**TASK**
Among the records below, which lines contain the string "white"? Report them.

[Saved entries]

◆ ◆ ◆

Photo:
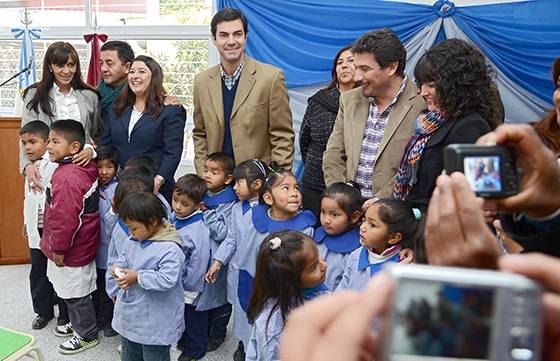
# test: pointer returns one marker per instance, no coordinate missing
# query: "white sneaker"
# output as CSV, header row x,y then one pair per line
x,y
76,344
64,330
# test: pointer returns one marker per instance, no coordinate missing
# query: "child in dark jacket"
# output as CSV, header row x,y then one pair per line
x,y
71,234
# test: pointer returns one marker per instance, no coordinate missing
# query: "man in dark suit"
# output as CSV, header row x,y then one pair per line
x,y
241,106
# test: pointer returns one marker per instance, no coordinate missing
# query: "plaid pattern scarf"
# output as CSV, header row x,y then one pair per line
x,y
426,125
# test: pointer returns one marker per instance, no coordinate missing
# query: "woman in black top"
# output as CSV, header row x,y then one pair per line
x,y
462,104
317,126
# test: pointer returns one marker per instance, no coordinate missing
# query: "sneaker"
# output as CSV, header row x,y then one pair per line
x,y
64,330
214,343
76,344
108,331
40,322
239,354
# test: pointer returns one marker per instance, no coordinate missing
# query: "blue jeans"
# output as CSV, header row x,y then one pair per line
x,y
133,351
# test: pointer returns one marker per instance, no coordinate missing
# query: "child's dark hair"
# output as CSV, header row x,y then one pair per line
x,y
71,130
125,187
346,195
106,152
36,127
400,217
224,160
277,274
192,186
142,207
141,173
251,170
276,175
142,160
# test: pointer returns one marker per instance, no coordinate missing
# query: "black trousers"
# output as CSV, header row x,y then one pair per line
x,y
311,199
42,292
102,303
82,316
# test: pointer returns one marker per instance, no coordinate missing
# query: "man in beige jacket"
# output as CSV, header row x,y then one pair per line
x,y
241,106
374,121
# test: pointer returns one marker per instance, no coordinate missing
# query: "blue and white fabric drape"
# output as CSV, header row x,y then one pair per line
x,y
27,55
520,40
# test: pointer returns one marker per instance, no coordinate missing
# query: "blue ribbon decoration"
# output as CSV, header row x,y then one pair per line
x,y
444,8
27,36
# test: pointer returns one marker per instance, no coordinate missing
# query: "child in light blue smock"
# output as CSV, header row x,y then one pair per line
x,y
389,227
281,211
107,165
289,271
186,201
339,233
219,201
149,310
249,177
129,181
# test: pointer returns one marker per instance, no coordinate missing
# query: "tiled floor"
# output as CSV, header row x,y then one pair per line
x,y
16,312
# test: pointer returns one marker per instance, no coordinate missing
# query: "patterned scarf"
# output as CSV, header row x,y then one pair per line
x,y
426,125
108,94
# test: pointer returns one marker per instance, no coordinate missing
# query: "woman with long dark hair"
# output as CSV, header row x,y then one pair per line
x,y
548,128
462,104
317,126
140,123
61,94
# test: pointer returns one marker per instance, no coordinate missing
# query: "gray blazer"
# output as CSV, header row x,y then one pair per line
x,y
88,103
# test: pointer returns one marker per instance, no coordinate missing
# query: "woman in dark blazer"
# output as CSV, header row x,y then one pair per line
x,y
140,123
462,104
317,126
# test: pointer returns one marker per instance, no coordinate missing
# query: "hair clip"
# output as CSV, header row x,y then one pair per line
x,y
417,214
275,243
260,166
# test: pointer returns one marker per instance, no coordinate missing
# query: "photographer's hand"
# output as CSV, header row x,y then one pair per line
x,y
456,233
544,269
336,327
538,190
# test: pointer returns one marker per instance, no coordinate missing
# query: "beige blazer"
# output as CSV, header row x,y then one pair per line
x,y
340,160
261,119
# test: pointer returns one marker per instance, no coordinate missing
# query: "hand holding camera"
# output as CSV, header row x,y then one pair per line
x,y
538,194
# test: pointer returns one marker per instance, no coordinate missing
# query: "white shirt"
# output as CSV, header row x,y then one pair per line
x,y
34,203
134,118
66,105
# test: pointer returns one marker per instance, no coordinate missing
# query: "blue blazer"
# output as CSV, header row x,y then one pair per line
x,y
160,138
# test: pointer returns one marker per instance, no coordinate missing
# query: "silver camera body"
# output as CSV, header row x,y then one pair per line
x,y
447,314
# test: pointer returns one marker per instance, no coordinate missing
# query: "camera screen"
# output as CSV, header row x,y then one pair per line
x,y
442,320
483,173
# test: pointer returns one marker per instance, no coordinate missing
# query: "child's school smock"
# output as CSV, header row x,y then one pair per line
x,y
117,244
108,219
196,247
265,337
151,312
363,264
255,231
335,250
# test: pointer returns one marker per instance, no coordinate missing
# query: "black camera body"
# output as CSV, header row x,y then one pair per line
x,y
491,170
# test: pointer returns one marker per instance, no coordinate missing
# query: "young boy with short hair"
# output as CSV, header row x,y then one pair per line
x,y
107,166
71,234
187,218
33,136
219,200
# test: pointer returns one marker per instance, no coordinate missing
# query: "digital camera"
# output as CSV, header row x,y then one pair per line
x,y
491,170
451,314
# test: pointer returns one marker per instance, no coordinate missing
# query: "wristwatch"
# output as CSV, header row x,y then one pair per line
x,y
160,179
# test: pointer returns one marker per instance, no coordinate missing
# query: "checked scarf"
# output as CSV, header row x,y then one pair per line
x,y
426,125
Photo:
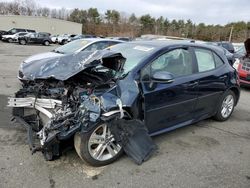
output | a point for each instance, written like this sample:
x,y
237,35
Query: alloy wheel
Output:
x,y
227,106
102,145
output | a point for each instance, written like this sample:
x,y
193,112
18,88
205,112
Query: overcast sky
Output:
x,y
209,11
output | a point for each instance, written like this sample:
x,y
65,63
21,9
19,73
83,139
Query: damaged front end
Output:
x,y
58,101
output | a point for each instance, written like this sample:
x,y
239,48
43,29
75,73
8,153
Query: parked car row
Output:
x,y
110,100
26,36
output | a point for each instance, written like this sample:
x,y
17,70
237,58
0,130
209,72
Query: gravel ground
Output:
x,y
206,154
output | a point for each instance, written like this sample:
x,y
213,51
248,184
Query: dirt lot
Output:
x,y
207,154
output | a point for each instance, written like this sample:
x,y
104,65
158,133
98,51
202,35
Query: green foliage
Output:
x,y
115,23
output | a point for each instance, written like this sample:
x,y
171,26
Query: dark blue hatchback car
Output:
x,y
163,85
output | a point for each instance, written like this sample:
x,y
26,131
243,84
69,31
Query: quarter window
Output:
x,y
178,62
218,61
205,60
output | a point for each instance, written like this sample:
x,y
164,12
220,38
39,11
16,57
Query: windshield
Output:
x,y
71,47
241,50
134,53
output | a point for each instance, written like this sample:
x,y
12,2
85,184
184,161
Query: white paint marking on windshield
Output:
x,y
143,48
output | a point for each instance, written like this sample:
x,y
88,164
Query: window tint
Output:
x,y
97,46
111,43
205,60
178,62
41,35
22,34
218,61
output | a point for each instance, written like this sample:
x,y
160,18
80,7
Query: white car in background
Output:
x,y
53,38
14,37
63,39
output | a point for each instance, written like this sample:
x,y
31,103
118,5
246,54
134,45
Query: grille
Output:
x,y
20,74
246,66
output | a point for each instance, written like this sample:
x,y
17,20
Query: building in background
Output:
x,y
40,24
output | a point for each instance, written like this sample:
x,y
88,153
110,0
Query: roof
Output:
x,y
100,39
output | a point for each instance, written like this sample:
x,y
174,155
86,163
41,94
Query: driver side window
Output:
x,y
178,62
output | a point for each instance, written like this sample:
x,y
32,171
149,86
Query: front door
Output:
x,y
169,104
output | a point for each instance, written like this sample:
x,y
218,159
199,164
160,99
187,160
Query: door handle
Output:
x,y
223,77
192,84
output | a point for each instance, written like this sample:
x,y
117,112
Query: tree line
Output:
x,y
115,23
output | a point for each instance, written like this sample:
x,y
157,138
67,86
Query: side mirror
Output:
x,y
163,77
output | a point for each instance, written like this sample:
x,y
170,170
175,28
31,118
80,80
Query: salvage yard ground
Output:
x,y
207,154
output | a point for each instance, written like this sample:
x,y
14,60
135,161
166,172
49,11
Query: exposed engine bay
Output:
x,y
55,109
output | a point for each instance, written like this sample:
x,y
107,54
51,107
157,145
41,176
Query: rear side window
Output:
x,y
218,61
205,60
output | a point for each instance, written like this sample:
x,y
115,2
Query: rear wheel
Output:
x,y
64,42
226,106
46,43
97,147
22,42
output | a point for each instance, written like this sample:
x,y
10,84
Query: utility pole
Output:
x,y
231,33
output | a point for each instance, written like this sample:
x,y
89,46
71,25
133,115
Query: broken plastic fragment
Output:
x,y
134,138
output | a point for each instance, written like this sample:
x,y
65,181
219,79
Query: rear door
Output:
x,y
213,77
32,38
169,104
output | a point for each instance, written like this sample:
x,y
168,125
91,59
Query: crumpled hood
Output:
x,y
247,46
42,56
65,67
6,36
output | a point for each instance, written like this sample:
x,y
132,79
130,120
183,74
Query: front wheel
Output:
x,y
226,106
10,40
98,146
46,43
22,42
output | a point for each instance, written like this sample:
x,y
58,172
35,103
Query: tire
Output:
x,y
46,43
87,144
22,42
226,106
64,42
10,40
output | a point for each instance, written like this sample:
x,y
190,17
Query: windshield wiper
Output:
x,y
56,51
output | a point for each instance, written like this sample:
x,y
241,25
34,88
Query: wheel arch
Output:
x,y
236,91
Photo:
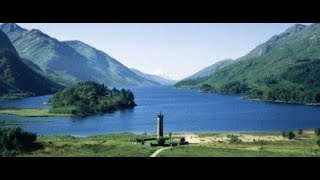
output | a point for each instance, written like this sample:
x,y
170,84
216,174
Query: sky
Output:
x,y
173,50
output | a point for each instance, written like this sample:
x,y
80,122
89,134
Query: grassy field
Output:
x,y
31,112
252,145
114,145
202,145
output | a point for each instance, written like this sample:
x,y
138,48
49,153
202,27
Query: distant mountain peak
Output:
x,y
295,28
11,27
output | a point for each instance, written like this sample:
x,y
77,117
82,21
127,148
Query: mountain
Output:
x,y
285,68
158,79
203,74
207,71
16,78
107,69
69,62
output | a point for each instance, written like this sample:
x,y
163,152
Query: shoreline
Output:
x,y
30,112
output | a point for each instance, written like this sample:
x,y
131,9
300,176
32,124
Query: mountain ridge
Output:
x,y
64,64
284,68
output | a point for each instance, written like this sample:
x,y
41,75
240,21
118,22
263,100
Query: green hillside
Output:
x,y
69,62
285,68
16,78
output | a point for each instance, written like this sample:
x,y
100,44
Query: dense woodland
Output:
x,y
283,69
90,98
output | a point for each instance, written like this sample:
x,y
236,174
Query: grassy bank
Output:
x,y
202,145
114,145
31,113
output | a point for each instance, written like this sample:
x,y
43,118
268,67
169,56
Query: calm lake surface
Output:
x,y
184,111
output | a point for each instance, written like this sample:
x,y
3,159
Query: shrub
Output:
x,y
284,134
161,141
291,135
15,140
317,131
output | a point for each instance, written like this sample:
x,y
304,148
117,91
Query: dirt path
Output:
x,y
159,151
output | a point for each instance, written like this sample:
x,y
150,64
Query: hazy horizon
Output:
x,y
164,49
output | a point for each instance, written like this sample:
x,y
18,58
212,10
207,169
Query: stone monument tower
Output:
x,y
160,125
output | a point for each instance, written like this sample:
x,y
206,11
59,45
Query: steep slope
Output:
x,y
108,69
207,71
68,65
16,77
203,74
285,68
158,79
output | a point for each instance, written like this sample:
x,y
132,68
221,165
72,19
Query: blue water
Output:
x,y
184,111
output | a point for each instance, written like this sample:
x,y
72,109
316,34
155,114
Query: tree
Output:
x,y
317,131
284,134
291,135
161,141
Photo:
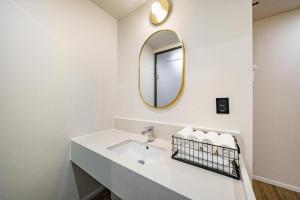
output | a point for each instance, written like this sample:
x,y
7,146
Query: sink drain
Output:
x,y
142,162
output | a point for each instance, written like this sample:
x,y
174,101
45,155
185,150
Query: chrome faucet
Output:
x,y
150,132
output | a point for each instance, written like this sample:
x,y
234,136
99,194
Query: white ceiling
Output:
x,y
267,8
119,8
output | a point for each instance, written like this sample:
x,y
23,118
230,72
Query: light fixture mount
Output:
x,y
159,11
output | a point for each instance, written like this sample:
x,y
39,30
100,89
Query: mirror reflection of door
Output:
x,y
161,69
168,75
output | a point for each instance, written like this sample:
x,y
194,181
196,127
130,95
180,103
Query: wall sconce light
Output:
x,y
159,11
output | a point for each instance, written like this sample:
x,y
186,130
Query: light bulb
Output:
x,y
161,15
156,8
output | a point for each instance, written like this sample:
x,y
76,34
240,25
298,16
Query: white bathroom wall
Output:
x,y
276,100
57,74
218,41
147,74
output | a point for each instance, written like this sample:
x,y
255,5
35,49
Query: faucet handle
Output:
x,y
149,128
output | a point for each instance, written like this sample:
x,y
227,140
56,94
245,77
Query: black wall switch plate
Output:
x,y
222,105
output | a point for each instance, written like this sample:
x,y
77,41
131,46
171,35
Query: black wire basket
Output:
x,y
221,160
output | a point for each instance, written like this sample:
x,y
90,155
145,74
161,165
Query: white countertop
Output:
x,y
187,180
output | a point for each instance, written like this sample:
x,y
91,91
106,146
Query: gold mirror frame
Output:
x,y
182,78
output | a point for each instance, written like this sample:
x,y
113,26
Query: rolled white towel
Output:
x,y
211,138
227,140
197,136
183,134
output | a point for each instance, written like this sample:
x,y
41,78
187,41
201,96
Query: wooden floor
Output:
x,y
264,191
104,195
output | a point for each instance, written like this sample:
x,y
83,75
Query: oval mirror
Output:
x,y
161,69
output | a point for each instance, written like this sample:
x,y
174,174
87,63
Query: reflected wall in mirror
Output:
x,y
161,69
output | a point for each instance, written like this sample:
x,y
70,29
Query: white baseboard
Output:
x,y
277,183
94,193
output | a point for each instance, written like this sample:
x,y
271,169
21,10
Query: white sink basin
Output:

◆ ◆ ◆

**RESPONSE**
# query: "white sneaker"
# query: "blue and white fabric drape"
# query: "white shirt"
Query: white paint marking on windshield
Query: white car in background
Query: white ceiling
Query: white bathroom wall
Query: white countertop
Query: rolled white towel
Query: white baseboard
Query: white sink basin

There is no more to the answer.